Your output is the line containing "Can you find the gray" plus all lines after it to the end of the records, reproduced exactly, with nothing else.

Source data

_____

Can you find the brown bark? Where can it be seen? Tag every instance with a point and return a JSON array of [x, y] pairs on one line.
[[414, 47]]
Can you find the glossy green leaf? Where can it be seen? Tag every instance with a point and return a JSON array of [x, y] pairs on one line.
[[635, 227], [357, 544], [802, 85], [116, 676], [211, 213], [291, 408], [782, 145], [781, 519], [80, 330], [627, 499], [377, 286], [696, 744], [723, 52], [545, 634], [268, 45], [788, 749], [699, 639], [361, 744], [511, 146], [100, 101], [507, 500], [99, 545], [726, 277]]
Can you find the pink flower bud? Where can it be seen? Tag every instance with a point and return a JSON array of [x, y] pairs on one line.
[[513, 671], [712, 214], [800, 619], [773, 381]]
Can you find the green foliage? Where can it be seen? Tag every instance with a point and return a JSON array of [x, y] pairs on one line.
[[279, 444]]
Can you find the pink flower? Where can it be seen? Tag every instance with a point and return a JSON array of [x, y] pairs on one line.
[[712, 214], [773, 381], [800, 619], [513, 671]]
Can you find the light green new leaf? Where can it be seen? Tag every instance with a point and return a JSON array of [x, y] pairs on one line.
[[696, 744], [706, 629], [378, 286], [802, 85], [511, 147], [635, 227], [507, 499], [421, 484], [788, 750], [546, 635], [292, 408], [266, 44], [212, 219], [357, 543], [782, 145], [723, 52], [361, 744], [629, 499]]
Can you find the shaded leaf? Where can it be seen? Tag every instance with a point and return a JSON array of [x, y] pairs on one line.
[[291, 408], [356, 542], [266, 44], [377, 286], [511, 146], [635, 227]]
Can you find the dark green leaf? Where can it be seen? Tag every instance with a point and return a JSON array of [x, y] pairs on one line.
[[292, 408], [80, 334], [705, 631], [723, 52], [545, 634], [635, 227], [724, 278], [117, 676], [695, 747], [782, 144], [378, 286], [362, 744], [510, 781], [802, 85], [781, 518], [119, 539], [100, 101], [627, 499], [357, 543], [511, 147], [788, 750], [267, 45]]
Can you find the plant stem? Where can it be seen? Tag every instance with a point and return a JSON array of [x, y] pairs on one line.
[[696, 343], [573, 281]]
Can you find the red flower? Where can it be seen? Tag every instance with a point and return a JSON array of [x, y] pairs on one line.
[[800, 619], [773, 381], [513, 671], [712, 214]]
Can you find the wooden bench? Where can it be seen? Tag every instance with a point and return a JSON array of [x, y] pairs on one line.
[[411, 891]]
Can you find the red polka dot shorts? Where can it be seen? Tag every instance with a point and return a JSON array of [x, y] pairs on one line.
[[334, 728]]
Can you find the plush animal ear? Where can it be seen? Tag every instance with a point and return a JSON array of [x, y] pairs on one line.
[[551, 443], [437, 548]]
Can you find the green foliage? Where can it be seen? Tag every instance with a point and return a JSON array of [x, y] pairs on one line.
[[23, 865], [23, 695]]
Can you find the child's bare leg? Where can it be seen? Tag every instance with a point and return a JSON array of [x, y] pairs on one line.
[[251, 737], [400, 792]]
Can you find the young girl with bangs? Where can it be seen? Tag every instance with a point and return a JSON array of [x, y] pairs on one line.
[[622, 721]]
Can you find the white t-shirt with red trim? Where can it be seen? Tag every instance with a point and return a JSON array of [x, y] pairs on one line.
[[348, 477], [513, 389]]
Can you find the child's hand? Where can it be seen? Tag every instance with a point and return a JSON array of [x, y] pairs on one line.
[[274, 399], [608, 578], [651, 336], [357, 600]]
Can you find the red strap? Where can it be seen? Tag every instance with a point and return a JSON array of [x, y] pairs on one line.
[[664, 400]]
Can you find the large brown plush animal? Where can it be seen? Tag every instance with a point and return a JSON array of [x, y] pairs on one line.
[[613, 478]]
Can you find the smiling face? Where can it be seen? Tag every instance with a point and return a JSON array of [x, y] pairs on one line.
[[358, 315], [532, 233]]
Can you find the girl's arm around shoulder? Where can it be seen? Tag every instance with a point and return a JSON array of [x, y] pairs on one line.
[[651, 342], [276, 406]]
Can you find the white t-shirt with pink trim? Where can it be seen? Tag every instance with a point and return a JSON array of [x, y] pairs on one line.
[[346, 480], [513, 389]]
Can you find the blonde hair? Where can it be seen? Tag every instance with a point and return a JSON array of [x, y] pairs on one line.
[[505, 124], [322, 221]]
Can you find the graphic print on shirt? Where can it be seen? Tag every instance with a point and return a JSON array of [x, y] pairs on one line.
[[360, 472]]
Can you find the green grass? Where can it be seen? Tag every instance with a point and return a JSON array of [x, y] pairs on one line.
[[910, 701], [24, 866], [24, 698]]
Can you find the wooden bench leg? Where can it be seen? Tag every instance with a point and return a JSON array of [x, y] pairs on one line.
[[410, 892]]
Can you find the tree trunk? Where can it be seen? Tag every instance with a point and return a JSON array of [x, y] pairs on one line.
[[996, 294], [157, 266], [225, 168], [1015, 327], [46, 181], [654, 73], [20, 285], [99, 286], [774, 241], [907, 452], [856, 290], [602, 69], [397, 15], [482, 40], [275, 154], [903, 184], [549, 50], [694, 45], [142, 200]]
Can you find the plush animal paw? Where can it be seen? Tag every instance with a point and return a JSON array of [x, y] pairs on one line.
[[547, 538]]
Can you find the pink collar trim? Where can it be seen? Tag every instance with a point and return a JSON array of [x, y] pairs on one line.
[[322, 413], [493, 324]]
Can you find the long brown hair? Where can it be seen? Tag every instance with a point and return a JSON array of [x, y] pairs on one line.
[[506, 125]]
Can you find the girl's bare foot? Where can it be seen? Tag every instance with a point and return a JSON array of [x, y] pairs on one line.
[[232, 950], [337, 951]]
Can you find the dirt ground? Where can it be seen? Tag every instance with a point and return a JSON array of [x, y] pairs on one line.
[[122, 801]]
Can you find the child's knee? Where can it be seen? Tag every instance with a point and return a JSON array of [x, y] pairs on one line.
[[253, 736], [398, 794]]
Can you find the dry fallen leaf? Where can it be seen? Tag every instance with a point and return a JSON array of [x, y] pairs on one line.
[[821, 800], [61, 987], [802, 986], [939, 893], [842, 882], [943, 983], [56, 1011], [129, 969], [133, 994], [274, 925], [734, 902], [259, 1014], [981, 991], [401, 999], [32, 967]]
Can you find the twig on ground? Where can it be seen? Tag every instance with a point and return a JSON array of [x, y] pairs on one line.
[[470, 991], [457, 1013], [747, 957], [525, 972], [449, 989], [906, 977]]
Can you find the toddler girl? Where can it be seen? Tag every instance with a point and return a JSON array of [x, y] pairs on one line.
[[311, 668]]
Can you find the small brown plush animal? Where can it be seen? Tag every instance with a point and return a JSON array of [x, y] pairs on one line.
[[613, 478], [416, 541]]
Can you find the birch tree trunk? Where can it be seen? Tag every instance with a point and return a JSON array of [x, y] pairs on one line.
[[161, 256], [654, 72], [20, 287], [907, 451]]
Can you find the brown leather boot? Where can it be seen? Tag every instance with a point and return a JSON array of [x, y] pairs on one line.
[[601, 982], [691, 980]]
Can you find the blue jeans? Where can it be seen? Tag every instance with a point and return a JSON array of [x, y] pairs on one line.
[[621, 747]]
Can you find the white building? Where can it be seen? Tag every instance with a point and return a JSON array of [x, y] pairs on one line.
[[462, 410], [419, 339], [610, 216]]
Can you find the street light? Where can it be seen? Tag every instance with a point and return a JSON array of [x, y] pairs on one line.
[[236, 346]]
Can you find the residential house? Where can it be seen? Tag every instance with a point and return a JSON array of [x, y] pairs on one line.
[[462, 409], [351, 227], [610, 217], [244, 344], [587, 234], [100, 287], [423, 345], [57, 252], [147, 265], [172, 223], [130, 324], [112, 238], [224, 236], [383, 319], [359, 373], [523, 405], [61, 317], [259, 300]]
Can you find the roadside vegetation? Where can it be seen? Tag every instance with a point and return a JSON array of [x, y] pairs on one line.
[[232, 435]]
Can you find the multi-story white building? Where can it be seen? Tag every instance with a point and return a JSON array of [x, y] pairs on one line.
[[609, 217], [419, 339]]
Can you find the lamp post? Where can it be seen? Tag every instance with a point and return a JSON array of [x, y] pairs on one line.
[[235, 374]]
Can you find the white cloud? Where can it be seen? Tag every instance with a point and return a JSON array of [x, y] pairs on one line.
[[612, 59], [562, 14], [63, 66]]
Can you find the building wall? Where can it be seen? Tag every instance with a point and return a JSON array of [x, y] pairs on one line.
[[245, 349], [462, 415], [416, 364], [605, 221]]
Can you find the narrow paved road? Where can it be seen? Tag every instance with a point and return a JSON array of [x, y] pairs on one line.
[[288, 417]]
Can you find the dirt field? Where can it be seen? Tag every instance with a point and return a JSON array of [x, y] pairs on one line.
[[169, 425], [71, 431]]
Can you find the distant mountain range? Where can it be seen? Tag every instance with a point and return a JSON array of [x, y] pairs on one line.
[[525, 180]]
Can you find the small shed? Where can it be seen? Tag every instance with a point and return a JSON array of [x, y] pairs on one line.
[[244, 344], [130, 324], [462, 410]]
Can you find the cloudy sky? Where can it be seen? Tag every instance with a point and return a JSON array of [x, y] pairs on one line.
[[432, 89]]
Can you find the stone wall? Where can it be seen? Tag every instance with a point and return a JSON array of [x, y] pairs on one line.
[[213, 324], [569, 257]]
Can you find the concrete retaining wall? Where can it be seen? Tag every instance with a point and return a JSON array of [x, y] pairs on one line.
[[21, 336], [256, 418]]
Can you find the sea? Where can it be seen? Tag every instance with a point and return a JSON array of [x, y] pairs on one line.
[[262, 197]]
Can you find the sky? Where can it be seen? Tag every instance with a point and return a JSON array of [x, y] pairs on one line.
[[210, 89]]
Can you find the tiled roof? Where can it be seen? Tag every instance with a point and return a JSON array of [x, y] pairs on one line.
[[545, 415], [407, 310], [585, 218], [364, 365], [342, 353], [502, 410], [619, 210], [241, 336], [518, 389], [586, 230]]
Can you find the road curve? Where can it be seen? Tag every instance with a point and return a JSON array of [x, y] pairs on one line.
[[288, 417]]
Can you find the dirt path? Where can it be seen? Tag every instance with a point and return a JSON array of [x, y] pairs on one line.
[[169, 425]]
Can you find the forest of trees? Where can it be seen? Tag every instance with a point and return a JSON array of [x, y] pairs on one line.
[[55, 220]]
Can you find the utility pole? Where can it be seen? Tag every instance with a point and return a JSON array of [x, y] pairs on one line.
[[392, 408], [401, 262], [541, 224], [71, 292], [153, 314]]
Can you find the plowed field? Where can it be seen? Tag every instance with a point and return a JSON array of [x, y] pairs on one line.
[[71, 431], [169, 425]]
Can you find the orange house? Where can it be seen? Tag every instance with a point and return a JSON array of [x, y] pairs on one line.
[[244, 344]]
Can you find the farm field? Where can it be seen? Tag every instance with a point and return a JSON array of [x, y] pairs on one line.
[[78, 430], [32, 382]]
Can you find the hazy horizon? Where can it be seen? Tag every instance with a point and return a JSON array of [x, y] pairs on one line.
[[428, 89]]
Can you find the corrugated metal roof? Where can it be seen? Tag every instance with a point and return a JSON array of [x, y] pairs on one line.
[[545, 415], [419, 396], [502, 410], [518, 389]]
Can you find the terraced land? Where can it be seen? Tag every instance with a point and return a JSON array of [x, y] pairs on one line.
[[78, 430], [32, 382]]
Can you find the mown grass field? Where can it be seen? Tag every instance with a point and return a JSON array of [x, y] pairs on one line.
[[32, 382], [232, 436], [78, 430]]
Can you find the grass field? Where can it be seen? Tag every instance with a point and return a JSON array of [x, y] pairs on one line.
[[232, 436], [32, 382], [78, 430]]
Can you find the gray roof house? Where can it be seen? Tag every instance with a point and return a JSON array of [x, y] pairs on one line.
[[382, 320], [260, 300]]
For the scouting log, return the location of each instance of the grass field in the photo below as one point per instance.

_____

** Solution to this problem **
Can you find the gray roof house? Where can it be seen? Tag every instance with a point and return a JSON array of [x, y] pairs on one line.
[[382, 320], [260, 300]]
For the scouting log, return the location of each instance of the grass field in the photo below as one point per instance.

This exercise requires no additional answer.